Items from a dataset:
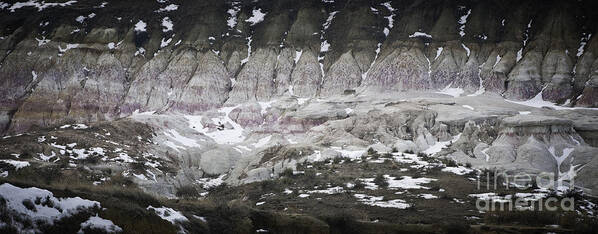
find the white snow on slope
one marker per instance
(390, 18)
(582, 44)
(438, 52)
(298, 56)
(463, 22)
(68, 47)
(378, 201)
(233, 11)
(262, 142)
(420, 34)
(17, 164)
(466, 49)
(15, 198)
(440, 145)
(167, 24)
(95, 222)
(460, 170)
(455, 92)
(169, 214)
(171, 7)
(245, 60)
(39, 5)
(256, 17)
(407, 182)
(525, 39)
(324, 45)
(140, 26)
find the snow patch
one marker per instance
(256, 17)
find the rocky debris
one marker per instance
(56, 66)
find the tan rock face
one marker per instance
(105, 67)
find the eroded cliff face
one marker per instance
(85, 61)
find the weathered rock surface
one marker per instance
(306, 49)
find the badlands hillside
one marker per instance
(288, 116)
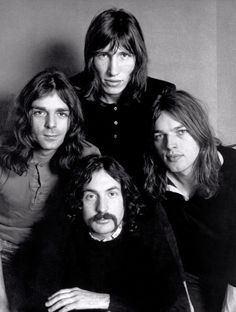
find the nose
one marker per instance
(170, 141)
(101, 205)
(113, 66)
(50, 121)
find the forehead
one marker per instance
(101, 181)
(167, 122)
(113, 48)
(50, 101)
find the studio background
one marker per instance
(190, 43)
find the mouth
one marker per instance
(173, 158)
(102, 221)
(51, 136)
(113, 83)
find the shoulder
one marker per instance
(77, 80)
(228, 153)
(89, 149)
(159, 85)
(156, 87)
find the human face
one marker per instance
(49, 121)
(174, 145)
(114, 70)
(103, 207)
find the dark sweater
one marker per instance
(120, 129)
(205, 230)
(139, 271)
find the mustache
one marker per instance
(105, 215)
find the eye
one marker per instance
(181, 132)
(124, 55)
(91, 197)
(113, 194)
(63, 114)
(101, 55)
(39, 113)
(158, 136)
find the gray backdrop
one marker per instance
(190, 42)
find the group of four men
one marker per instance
(93, 243)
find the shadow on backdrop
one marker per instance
(60, 54)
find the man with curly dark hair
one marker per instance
(115, 89)
(105, 259)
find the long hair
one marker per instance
(118, 28)
(82, 175)
(187, 110)
(17, 149)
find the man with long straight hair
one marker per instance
(46, 139)
(114, 88)
(193, 176)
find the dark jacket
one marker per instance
(138, 269)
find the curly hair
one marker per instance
(187, 110)
(118, 28)
(82, 175)
(17, 148)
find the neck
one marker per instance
(186, 184)
(110, 98)
(42, 155)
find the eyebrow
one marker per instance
(174, 129)
(108, 190)
(45, 109)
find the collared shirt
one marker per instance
(107, 239)
(23, 199)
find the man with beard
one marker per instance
(101, 261)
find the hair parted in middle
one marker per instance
(187, 110)
(117, 28)
(82, 175)
(18, 148)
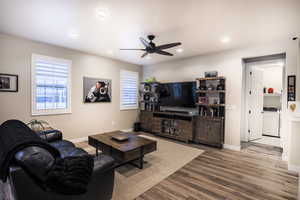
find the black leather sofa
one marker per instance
(24, 187)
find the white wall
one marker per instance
(228, 64)
(86, 119)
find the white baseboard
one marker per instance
(284, 157)
(77, 140)
(294, 168)
(232, 147)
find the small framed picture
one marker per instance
(8, 83)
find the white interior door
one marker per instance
(255, 102)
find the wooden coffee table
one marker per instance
(126, 152)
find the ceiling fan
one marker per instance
(150, 47)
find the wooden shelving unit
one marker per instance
(209, 126)
(211, 78)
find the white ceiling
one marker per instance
(198, 24)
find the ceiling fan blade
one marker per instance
(163, 53)
(145, 54)
(135, 49)
(167, 46)
(145, 42)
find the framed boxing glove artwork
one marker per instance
(96, 90)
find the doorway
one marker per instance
(264, 102)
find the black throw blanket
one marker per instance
(69, 175)
(15, 136)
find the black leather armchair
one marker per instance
(24, 187)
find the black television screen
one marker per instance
(181, 94)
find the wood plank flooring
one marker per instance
(225, 174)
(254, 173)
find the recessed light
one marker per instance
(225, 40)
(179, 50)
(110, 52)
(102, 13)
(74, 35)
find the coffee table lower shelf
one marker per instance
(119, 163)
(131, 151)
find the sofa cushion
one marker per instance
(71, 151)
(36, 161)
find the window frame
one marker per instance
(34, 110)
(133, 107)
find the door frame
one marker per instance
(249, 69)
(245, 100)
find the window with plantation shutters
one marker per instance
(51, 91)
(128, 89)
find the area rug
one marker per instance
(131, 182)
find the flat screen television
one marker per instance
(181, 94)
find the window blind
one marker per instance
(51, 91)
(129, 89)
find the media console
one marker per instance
(184, 127)
(203, 124)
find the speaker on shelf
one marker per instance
(147, 88)
(146, 97)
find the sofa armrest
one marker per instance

# Direction
Pictures are excluded; repeat every record exactly.

# The completed task
find the white snow on slope
one marker per instance
(390, 18)
(582, 44)
(438, 52)
(298, 56)
(463, 22)
(68, 47)
(378, 201)
(233, 11)
(262, 142)
(420, 34)
(17, 164)
(466, 49)
(15, 198)
(440, 145)
(167, 24)
(95, 222)
(460, 170)
(455, 92)
(169, 214)
(171, 7)
(245, 60)
(39, 5)
(256, 17)
(407, 182)
(525, 39)
(324, 45)
(140, 26)
find the snow patch
one marker per instance
(256, 17)
find the rocky debris
one marker per instance
(56, 66)
find the tan rock face
one marker per instance
(105, 67)
find the eroded cliff face
one marker per instance
(85, 61)
find the weathered rock surface
one marker per instance
(306, 49)
find the badlands hillside
one marker per instance
(288, 116)
find the nose
one marker per instance
(170, 141)
(101, 205)
(113, 66)
(50, 121)
find the forehead
one marker per instance
(101, 181)
(167, 122)
(113, 48)
(50, 101)
find the studio background
one marker per instance
(190, 43)
find the mouth
one marker per instance
(173, 158)
(102, 221)
(51, 136)
(113, 83)
find the shoulder
one marker per instance
(77, 80)
(228, 153)
(89, 149)
(159, 85)
(156, 87)
find the human face
one marker per instance
(49, 121)
(174, 145)
(114, 70)
(103, 207)
find the dark sweater
one marker per instance
(120, 129)
(205, 230)
(139, 271)
find the mustache
one marker per instance
(105, 215)
find the eye
one marker per instance
(181, 132)
(124, 55)
(91, 197)
(113, 194)
(63, 114)
(101, 55)
(39, 113)
(158, 136)
find the gray backdrop
one marker per instance
(190, 42)
find the group of four men
one marker per instance
(93, 243)
find the shadow on backdrop
one marker per instance
(60, 54)
find the man with curly dark hair
one marker per instance
(115, 89)
(105, 259)
find the long hair
one marker per instance
(118, 28)
(82, 175)
(187, 110)
(17, 149)
find the man with long straight hair
one marker per instance
(46, 139)
(114, 88)
(193, 176)
find the dark jacket
one marker per instance
(138, 269)
find the curly hair
one marker per instance
(187, 110)
(118, 28)
(82, 175)
(17, 148)
find the neck
one marker per instance
(186, 184)
(110, 98)
(42, 155)
find the eyebrow
one marker per instance
(174, 129)
(108, 190)
(45, 109)
find the collared shirt
one marker per instance
(107, 239)
(23, 199)
find the man with beard
one marker per instance
(101, 261)
find the hair parted in middle
one marker per instance
(187, 110)
(117, 28)
(82, 175)
(18, 148)
find the black leather sofa
one marker per instance
(24, 187)
find the white wall
one marker per instance
(228, 64)
(86, 119)
find the white baseboard
one marker per instance
(284, 157)
(77, 140)
(294, 168)
(232, 147)
find the small framed picture
one marker per instance
(8, 83)
find the white interior door
one marker per instance
(255, 102)
find the wooden coffee table
one marker per instance
(126, 152)
find the ceiling fan
one marker per instance
(150, 47)
find the wooden shelving unit
one marker per instance
(209, 126)
(211, 78)
find the white ceiling
one marker per instance
(198, 24)
find the ceiling fan blade
one marker per instance
(163, 53)
(145, 54)
(135, 49)
(167, 46)
(145, 42)
find the framed boxing glove artwork
one marker per instance
(96, 90)
find the doorway
one marker per instance
(264, 102)
find the black throw blanket
one marker per instance
(69, 175)
(15, 136)
find the black leather armchair
one marker per instance
(24, 187)
find the black television screen
one marker per instance
(181, 94)
find the wood plank flooring
one marker per instance
(225, 174)
(254, 173)
find the recessed light
one marker per instance
(225, 40)
(179, 50)
(110, 52)
(102, 13)
(74, 35)
find the coffee table lower shelf
one marker per instance
(119, 163)
(131, 151)
find the sofa cushion
one marker per instance
(71, 151)
(36, 161)
find the window frame
one marker per instance
(34, 110)
(133, 107)
find the door frame
one marker per instance
(249, 69)
(245, 100)
find the window with plantation shutters
one marker per instance
(51, 91)
(128, 89)
find the area rug
one marker per instance
(131, 182)
find the flat screen television
one marker per instance
(181, 94)
find the window blind
one marker per instance
(51, 91)
(129, 89)
find the media console
one marker per instance
(184, 127)
(203, 124)
find the speaker on shelf
one marker per instance
(147, 88)
(146, 97)
find the sofa armrest
one marker per instance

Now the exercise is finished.